## TO DO
Every record below is to be copied exactly, with its images omitted.

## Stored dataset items
###

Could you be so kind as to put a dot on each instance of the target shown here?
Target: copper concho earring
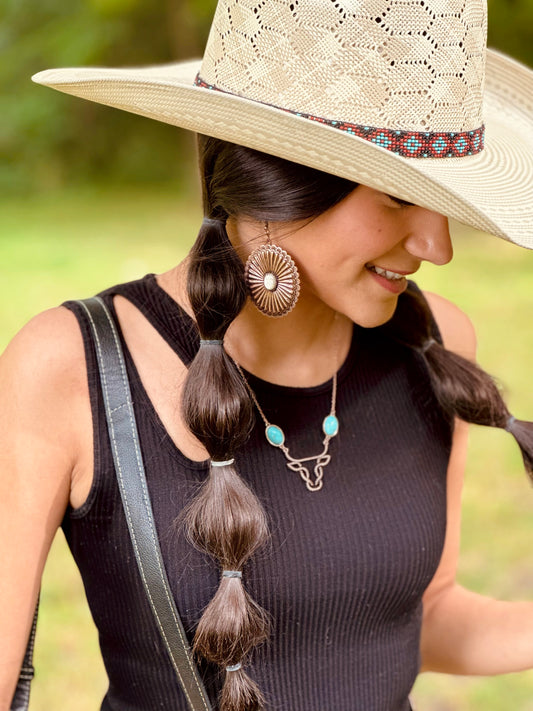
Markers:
(272, 279)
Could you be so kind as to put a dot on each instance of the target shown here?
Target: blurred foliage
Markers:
(48, 140)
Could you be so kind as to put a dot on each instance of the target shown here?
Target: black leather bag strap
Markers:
(21, 697)
(131, 477)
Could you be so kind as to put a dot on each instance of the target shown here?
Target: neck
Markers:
(303, 349)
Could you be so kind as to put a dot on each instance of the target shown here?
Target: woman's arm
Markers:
(42, 391)
(463, 632)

###

## WRITTEN SOLUTION
Could you be so kind as to put a dot on each instance of the target shown here?
Target: copper concho earring
Markers:
(272, 279)
Could you be so kind as to put a dot on each instance of the target shown here?
Target: blurred foliage
Markers:
(48, 140)
Could you be so kind as to put a dot on each instance of the target shown here?
Target: black leather bag strap
Markers:
(21, 697)
(131, 477)
Could you be so kind as to put a dot on each instance of the target shown here?
Target: neck
Markers:
(303, 349)
Could you be so kind as to put a dot on each instance of the target shown here?
Target: woman's arm
Markers:
(42, 391)
(463, 632)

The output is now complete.